Stated exercise
Reproduce the part of the records that opens with the line containing "Segment the tree" and closes at the end of the records, renaming "tree line" to "forest edge" and leaving everything else unchanged.
## Start Material
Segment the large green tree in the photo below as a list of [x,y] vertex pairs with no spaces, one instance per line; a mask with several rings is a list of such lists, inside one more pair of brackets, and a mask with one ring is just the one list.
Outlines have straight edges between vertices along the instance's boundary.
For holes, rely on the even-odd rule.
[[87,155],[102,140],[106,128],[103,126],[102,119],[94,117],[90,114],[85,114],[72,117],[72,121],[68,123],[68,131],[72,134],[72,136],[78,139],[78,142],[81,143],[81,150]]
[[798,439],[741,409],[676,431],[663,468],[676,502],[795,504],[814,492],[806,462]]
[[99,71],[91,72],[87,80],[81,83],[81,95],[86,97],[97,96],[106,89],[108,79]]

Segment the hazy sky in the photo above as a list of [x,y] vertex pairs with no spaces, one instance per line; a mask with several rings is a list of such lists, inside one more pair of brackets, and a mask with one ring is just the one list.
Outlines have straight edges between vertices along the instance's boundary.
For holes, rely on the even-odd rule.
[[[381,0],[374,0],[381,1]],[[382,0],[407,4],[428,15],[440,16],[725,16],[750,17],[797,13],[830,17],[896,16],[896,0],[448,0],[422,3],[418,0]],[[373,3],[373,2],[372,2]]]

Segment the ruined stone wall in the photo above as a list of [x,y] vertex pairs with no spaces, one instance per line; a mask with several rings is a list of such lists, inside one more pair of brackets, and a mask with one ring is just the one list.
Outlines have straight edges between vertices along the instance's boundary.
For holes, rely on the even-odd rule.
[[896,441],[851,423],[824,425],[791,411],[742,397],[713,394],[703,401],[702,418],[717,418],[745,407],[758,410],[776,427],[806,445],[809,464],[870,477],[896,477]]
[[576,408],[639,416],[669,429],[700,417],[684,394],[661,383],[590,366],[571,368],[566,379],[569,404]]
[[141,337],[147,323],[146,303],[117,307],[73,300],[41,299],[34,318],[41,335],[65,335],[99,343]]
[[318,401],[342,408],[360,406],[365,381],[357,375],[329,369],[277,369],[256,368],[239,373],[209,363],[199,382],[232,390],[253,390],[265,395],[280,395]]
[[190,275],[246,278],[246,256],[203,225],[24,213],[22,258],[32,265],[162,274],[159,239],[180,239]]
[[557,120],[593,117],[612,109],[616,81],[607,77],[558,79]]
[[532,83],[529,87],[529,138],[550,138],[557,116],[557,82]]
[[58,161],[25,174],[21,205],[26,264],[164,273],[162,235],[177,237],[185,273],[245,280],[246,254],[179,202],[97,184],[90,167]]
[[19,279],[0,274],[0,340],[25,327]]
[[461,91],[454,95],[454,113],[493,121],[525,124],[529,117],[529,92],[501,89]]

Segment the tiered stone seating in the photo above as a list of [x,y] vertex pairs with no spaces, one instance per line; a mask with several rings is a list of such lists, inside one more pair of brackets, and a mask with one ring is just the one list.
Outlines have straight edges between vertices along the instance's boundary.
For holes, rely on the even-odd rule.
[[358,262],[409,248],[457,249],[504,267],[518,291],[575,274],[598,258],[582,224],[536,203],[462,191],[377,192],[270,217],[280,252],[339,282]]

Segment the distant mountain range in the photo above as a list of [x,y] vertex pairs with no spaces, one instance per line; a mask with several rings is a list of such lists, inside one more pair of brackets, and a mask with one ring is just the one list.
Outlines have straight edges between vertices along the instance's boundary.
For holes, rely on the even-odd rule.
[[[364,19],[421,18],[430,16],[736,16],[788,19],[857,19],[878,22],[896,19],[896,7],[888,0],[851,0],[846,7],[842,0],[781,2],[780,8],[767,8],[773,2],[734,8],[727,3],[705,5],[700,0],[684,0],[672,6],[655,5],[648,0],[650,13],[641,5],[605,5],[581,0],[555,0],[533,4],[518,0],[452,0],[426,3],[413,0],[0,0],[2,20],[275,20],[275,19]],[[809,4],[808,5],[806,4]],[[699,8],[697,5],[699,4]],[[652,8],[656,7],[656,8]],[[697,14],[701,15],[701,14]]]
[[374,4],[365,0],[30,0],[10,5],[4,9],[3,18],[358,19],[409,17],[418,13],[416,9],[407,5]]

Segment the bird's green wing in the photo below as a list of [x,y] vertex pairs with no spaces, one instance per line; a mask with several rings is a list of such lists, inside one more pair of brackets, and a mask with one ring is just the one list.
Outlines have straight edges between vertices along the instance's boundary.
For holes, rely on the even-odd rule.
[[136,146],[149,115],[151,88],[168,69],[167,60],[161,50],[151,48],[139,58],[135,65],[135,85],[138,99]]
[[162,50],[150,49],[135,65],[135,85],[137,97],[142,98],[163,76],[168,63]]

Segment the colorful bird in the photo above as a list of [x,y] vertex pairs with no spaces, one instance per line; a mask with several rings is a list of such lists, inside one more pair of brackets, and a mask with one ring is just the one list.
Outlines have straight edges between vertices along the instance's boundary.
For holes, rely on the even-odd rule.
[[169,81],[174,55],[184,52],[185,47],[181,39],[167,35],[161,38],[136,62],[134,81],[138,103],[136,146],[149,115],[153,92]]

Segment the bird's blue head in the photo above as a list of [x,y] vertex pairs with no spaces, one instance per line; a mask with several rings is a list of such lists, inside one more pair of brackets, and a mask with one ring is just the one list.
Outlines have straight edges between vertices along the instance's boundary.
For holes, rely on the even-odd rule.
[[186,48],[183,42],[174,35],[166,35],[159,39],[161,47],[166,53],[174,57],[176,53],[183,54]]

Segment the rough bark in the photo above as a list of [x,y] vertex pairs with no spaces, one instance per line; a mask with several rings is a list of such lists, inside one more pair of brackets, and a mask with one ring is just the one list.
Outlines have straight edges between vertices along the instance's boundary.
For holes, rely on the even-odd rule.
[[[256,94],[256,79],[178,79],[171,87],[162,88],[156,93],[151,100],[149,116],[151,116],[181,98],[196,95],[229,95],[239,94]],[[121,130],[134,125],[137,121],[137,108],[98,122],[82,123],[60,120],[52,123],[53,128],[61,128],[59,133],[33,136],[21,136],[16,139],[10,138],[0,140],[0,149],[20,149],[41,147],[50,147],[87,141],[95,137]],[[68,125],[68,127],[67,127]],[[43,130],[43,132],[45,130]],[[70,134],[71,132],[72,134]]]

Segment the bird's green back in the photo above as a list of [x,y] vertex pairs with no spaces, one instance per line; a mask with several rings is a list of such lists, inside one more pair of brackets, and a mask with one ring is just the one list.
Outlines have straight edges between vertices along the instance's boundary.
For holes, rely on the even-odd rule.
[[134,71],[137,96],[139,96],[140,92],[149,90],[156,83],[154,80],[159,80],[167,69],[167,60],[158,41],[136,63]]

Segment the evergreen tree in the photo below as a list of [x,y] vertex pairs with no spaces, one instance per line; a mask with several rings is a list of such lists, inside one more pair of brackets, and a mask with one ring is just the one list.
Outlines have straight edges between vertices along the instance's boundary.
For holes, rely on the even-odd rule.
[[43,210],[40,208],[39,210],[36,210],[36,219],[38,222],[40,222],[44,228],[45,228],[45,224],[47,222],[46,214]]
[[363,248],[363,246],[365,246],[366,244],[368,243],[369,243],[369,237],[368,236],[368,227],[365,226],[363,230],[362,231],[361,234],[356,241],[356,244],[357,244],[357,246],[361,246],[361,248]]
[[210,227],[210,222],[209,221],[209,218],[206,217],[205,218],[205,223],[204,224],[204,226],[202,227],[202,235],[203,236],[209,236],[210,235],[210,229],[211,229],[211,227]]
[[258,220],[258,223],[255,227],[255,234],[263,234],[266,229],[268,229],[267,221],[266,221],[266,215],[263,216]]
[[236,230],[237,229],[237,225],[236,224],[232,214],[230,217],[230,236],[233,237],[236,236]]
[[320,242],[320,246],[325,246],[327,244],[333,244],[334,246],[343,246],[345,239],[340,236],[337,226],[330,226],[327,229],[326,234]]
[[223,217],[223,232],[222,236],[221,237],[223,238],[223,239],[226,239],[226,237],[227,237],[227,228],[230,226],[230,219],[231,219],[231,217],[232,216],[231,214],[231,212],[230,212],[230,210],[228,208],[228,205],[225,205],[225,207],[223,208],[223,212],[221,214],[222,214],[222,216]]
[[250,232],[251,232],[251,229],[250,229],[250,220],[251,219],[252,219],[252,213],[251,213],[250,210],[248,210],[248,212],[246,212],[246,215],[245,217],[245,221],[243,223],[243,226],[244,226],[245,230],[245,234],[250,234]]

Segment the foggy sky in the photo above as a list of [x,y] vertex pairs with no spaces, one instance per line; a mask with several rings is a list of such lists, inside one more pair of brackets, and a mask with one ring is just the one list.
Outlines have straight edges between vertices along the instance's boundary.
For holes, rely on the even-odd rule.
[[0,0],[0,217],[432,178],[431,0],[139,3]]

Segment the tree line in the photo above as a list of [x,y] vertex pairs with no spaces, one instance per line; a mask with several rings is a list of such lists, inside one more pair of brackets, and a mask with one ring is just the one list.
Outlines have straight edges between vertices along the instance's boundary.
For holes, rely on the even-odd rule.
## End Material
Task solution
Segment the forest edge in the photo above as a list of [x,y] vertex pairs with no spaces, one instance per line; a mask with several rings is a list of such lists, inside one more pair of brackets, and a mask with one ring is just the one list.
Outlines have straight edges between vertices along the instance's boundary.
For holes, rely on the even-odd rule.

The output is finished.